Aim:
Reproduce the entries word for word, beginning at the first line and stopping after the line that contains "224,90 -> 237,97". Leave the pictures out of your answer.

— BEGIN Given records —

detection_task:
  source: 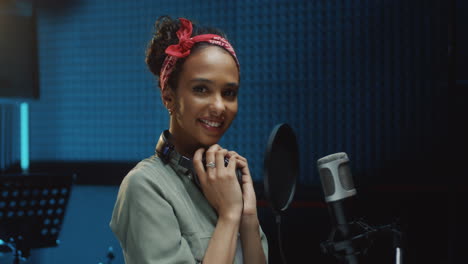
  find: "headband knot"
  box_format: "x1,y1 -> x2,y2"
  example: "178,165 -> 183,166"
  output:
159,18 -> 239,91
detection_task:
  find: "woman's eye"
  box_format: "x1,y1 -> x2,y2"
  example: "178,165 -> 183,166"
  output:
193,85 -> 208,93
224,90 -> 237,97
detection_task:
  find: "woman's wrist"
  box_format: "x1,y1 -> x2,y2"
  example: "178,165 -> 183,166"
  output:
241,214 -> 260,229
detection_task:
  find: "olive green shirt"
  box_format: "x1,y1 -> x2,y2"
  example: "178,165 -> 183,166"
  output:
110,155 -> 268,264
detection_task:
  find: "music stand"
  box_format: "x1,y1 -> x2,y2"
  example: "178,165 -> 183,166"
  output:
0,174 -> 75,263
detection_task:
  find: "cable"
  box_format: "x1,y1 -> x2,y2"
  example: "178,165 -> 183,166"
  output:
276,214 -> 286,264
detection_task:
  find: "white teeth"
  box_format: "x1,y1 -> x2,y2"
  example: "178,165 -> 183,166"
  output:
200,119 -> 221,127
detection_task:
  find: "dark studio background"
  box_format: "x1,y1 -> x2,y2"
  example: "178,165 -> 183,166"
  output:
0,0 -> 468,263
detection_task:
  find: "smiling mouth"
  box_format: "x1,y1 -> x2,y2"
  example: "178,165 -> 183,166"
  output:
198,119 -> 223,128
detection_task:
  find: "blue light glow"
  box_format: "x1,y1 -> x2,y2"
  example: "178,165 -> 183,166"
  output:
20,103 -> 29,171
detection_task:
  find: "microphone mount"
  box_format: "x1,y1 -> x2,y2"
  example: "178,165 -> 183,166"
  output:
320,219 -> 403,264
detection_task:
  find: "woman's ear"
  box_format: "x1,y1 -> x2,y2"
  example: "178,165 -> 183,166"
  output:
161,86 -> 175,111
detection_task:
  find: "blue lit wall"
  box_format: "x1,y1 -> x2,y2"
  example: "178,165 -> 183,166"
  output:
0,0 -> 449,264
30,0 -> 446,186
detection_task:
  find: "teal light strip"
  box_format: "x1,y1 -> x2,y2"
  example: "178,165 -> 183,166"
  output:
20,103 -> 29,171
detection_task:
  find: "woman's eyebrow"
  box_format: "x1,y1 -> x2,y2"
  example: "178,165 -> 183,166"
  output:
190,78 -> 213,83
190,78 -> 239,87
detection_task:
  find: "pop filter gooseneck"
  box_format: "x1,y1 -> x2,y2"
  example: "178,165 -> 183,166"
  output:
263,123 -> 299,263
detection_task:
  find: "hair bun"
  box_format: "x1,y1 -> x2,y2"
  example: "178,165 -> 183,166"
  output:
145,16 -> 180,76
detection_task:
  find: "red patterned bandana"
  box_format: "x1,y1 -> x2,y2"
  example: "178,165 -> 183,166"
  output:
159,18 -> 239,91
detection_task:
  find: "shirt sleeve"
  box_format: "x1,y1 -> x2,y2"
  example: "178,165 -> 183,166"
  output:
110,167 -> 197,264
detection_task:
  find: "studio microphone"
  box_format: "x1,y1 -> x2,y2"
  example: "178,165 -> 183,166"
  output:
317,152 -> 358,264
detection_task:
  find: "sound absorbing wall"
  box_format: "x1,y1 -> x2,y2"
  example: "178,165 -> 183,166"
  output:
26,0 -> 449,184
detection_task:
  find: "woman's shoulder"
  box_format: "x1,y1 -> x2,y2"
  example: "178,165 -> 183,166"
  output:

— END Given records —

Result:
detection_task:
  source: 
  find: "headband knot"
  box_format: "x1,y1 -> x2,y2"
  example: "178,165 -> 183,166"
  output:
159,18 -> 239,91
detection_task:
  find: "woman's eye"
  box_format: "x1,y1 -> x2,y2"
  example: "178,165 -> 183,166"
  output:
193,85 -> 208,93
224,90 -> 237,97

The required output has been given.